→ **AIM OF THE TASK**: Can you transcribe every record below exactly as it appears?

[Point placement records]
((

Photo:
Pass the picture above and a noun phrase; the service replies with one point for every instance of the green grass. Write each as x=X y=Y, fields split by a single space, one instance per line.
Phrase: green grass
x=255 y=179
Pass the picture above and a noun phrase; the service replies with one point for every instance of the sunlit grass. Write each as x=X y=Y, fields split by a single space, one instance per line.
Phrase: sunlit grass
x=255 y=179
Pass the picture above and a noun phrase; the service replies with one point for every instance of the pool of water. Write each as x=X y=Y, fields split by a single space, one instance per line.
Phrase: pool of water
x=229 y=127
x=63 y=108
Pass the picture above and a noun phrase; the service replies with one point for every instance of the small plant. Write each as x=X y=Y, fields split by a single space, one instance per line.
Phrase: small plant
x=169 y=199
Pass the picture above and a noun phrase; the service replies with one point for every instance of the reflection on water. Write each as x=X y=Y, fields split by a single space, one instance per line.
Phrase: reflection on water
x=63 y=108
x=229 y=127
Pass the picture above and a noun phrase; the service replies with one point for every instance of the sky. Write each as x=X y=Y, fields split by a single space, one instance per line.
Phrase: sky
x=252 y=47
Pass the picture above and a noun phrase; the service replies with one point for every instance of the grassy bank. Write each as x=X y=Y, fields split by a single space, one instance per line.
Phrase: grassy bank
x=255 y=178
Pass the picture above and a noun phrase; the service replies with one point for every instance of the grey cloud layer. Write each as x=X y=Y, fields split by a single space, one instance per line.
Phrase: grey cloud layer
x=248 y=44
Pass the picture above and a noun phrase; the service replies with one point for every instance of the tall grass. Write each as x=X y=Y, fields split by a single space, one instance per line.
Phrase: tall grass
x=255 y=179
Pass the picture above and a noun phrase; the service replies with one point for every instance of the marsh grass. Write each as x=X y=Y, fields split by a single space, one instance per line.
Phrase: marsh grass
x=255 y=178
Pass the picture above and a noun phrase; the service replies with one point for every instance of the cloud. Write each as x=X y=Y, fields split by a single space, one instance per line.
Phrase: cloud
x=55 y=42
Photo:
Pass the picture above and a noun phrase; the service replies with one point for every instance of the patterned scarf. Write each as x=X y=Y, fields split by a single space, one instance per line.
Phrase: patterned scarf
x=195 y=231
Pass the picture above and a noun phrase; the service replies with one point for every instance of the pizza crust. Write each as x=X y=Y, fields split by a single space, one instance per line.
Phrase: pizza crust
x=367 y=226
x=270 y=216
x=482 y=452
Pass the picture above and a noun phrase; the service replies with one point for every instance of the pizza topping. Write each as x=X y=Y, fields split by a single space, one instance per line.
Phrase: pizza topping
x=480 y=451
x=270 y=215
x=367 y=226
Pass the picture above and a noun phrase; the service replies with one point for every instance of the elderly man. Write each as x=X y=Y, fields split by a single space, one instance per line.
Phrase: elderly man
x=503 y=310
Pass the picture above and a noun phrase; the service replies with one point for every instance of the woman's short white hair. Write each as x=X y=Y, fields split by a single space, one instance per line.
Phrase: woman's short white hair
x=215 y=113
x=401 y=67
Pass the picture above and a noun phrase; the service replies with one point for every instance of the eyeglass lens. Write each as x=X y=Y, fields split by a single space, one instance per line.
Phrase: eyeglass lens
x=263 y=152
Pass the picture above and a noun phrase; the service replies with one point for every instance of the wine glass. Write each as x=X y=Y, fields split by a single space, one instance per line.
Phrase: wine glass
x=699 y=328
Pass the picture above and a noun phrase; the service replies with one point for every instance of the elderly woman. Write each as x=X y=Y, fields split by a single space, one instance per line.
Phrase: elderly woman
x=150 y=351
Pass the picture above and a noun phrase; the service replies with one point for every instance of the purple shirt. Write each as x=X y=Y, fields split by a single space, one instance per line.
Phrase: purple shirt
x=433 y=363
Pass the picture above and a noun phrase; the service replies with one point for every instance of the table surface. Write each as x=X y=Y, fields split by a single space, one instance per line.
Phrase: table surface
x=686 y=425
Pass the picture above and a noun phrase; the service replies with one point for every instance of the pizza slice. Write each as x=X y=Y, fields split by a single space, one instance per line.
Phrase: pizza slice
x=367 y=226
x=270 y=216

))

→ **CORRECT OUTPUT**:
Photo:
Pass the picture above and a noun phrase; the service replies with one point for every instance of the green grass. Write each as x=X y=Y, fields split by a single space, one instance per line.
Phrase: green grass
x=255 y=179
Pass the picture above and a noun phrase; the service replies with one point for every instance of the sunlit grass. Write each as x=X y=Y, fields split by a single space, one instance per line.
Phrase: sunlit grass
x=255 y=179
Pass the picture above and a noun phrase; the service replies with one point for every instance of the pool of water. Write each as x=X y=Y, fields split by a single space, one instance per line.
Phrase: pool of water
x=229 y=127
x=63 y=108
Pass the picture above and a noun phrase; the service replies with one point for every instance of the small plant. Write each as x=X y=Y, fields split by a single space, one instance per line.
Phrase: small plant
x=169 y=199
Pass the picture above and a noun phrase; the service replies with one point for every instance of the reflection on water. Write each as x=X y=Y, fields split by a single space, one instance per line.
Phrase: reflection on water
x=63 y=108
x=229 y=127
Pass the picture above and a noun phrase; the service replies with one point for every instance of the sky. Write each as x=X y=Y, fields split by a single space, one instance per line.
Phrase: sky
x=252 y=47
Pass the picture above and a noun phrase; the service replies with one point for every instance of the grassy bank. Write each as x=X y=Y, fields split by a single space, one instance per line.
Phrase: grassy bank
x=255 y=178
Pass the picture above and a noun phrase; the service replies with one point for every instance of the grey cloud layer. Write each as x=X y=Y, fields split by a single space, one instance per line.
Phrase: grey cloud layer
x=248 y=44
Pass the picture above and a noun phrase; the service replies with one point for every instance of the tall grass. Write each as x=X y=Y, fields split by a single space, one instance per line.
Phrase: tall grass
x=255 y=179
Pass the picture above and a noun phrase; the service replies with one point for every instance of the marsh grass. Write each as x=X y=Y, fields split by a single space, one instance per line.
Phrase: marsh grass
x=255 y=178
Pass the picture above and a noun phrase; the service replies with one point for every instance of the cloud. Write each as x=X y=Y, fields split by a single space, one instance per line.
Phrase: cloud
x=55 y=42
Photo:
Pass the picture above and a noun phrase; the service replies with one point for every instance of the patterned scarf. Write each as x=X y=Y, fields split by a single space, one instance per line.
Phrase: patterned scarf
x=195 y=231
Pass the picture above and a noun phrase; the service replies with one point for every instance of the pizza crust. Write each as x=X y=Y, fields split by a single space, one instance per line.
Phrase: pizza crust
x=367 y=226
x=270 y=216
x=482 y=452
Pass the picture above and a noun phrase; the service replies with one point for every instance of the pizza topping. Write each as x=X y=Y, fields split by a single space, one instance per line.
Phrase: pizza topping
x=480 y=451
x=270 y=215
x=367 y=226
Pass the picture above and a noun phrase; the service replies with one point for every instance of the elderly man. Write each as x=X y=Y, fields split by a single space, one instance per line.
Phrase: elderly man
x=503 y=310
Pass the picture above and a noun phrase; the service replies with one point for every instance of the woman's short white hair. Write each as x=X y=Y, fields split by a single space, one instance per line.
Phrase: woman's short white hair
x=215 y=113
x=401 y=67
Pass the picture above and a noun phrase; the service replies with one point for every instance of the eyeglass lens. Write each as x=X y=Y, fields split by a single space, one instance per line.
Phrase: eyeglass lens
x=263 y=152
Pass the picture above and a noun phrase; the service replies with one point for every instance of the wine glass. Write each as x=X y=Y, fields split by a single space, one instance per line.
Phrase: wine glass
x=699 y=328
Pass the picture above and a noun phrase; the service replies with one point for every instance of the elderly woman. Write each as x=X y=Y, fields split by a single space, one instance per line.
Phrase: elderly woman
x=150 y=351
Pass the picture above and a noun phrase; the service replies with one point for every instance of the purple shirt. Write each as x=X y=Y, fields split by a single space, one instance per line.
Phrase: purple shirt
x=433 y=363
Pass the picture above and a noun phrase; the service replies with one point for every instance of the table surface. Write each as x=X y=Y, fields split by a single space, one instance per line.
Phrase: table surface
x=686 y=425
Pass the picture above and a noun phrase; the service replies with one point for every instance of the pizza slice. Write each as x=X y=Y, fields split by a single space, one instance per line.
Phrase: pizza slice
x=367 y=226
x=270 y=216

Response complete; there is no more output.